What If a Large Telecom Operated as a Thousand Business Units?

What If a Large Telecom Operated as a Thousand Business Units?

The nation of China is a manufacturing titan, but it’s not known as an incubator of great management ideas.  For that you need to go to Harvard Business School, right?

Well, we may need to recalibrate our collective stereotypes when you hear how Zhang Ruimin, head of the $20 billion Haier Group, has reorganized his company.

Back in 1984, government officials made Zhang (a former Red Guard himself) the boss of the Haier refrigerator factory in Qingdao.  The quality of refrigerators put out by the plant was so bad at the time that Zhang had 76 of the faulty reefers publicly destroyed by sledgehammers.  Employees got the message, and today Haier is a fast growing and respected global brand.

But to get where he is today, Zhang drastically shook up the Haier organization, instituting radical management and accounting practices unheard of at a large company.  Here are some of those reforms as detailed in a recent Fortune magazine exposé:

  • Business Units — Instead of a conglomerate with a few dozen business units, he created thousands of self-managing units, each with its own P&L.
  • Organizing principle — Rather than organize by product line or geographic region, Haier’s business units are devoted to a single or group of similar retailer customers.  The units contain employees of all functions from manufacturing and design to marketing and sales.
  • Management — Members who work directly with customers make all the major decisions in the unit.  The operating and executive managers are not entrusted with authority because they are not “close enough to customers.“ In addition, if the members of a unit don’t like their manager, they can vote him out.

Recorded information »
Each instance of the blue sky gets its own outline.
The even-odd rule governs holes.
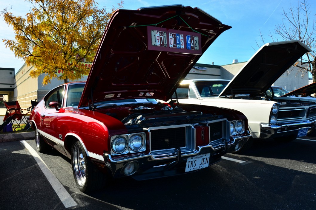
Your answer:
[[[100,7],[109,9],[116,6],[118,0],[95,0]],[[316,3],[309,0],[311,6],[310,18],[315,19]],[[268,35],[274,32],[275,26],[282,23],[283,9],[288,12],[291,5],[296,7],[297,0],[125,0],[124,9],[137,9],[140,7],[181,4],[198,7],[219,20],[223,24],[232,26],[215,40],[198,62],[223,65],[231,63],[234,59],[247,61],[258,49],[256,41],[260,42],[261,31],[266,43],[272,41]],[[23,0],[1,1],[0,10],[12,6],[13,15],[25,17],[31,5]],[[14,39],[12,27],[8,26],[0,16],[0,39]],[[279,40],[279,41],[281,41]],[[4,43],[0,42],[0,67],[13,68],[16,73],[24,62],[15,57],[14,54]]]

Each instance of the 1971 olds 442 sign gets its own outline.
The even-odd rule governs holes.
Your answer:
==
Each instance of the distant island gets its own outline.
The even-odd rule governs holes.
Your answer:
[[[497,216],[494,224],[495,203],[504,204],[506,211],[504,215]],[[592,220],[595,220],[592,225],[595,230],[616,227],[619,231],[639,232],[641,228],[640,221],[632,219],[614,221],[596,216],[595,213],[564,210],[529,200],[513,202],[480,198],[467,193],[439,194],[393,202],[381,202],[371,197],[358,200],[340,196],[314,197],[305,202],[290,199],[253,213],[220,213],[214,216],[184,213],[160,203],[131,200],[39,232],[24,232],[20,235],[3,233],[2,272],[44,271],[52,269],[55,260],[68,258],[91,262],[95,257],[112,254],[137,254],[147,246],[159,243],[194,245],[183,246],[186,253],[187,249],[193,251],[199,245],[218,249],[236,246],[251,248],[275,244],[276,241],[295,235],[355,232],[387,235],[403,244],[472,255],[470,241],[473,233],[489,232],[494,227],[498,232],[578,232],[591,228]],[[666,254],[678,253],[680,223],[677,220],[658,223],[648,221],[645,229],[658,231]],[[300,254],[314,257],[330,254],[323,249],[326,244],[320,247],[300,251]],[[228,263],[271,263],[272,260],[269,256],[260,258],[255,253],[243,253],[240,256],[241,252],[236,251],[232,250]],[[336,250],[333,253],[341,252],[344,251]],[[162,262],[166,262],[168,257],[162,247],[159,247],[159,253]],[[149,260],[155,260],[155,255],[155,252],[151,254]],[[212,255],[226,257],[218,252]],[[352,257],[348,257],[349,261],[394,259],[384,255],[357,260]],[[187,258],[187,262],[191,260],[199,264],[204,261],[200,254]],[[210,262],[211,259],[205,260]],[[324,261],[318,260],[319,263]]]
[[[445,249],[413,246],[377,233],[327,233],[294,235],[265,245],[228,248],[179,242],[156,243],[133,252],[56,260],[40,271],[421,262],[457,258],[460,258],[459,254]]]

Problems to work on »
**a)** Edit everything in the Haier article from "But to get where" down to "its own P&L.", swapping "conglomerate" for "holding company".
**b)** Summarize the Haier article in two sentences.

Results »
**a)**
But to get where he is today, Zhang drastically shook up the Haier organization, instituting radical management and accounting practices unheard of at a large company.  Here are some of those reforms as detailed in a recent Fortune magazine exposé:

  • Business Units — Instead of a holding company with a few dozen business units, he created thousands of self-managing units, each with its own P&L.

**b)** Zhang Ruimin was put in charge of Haier's Qingdao refrigerator factory in 1984 and had 76 faulty refrigerators publicly smashed. Haier is now a fast-growing, respected global brand, and Zhang reorganized it into thousands of self-managing units, each with its own P&L, serving particular retailer customers, staffed across all functions, and run by members who work directly with customers and can vote out their manager.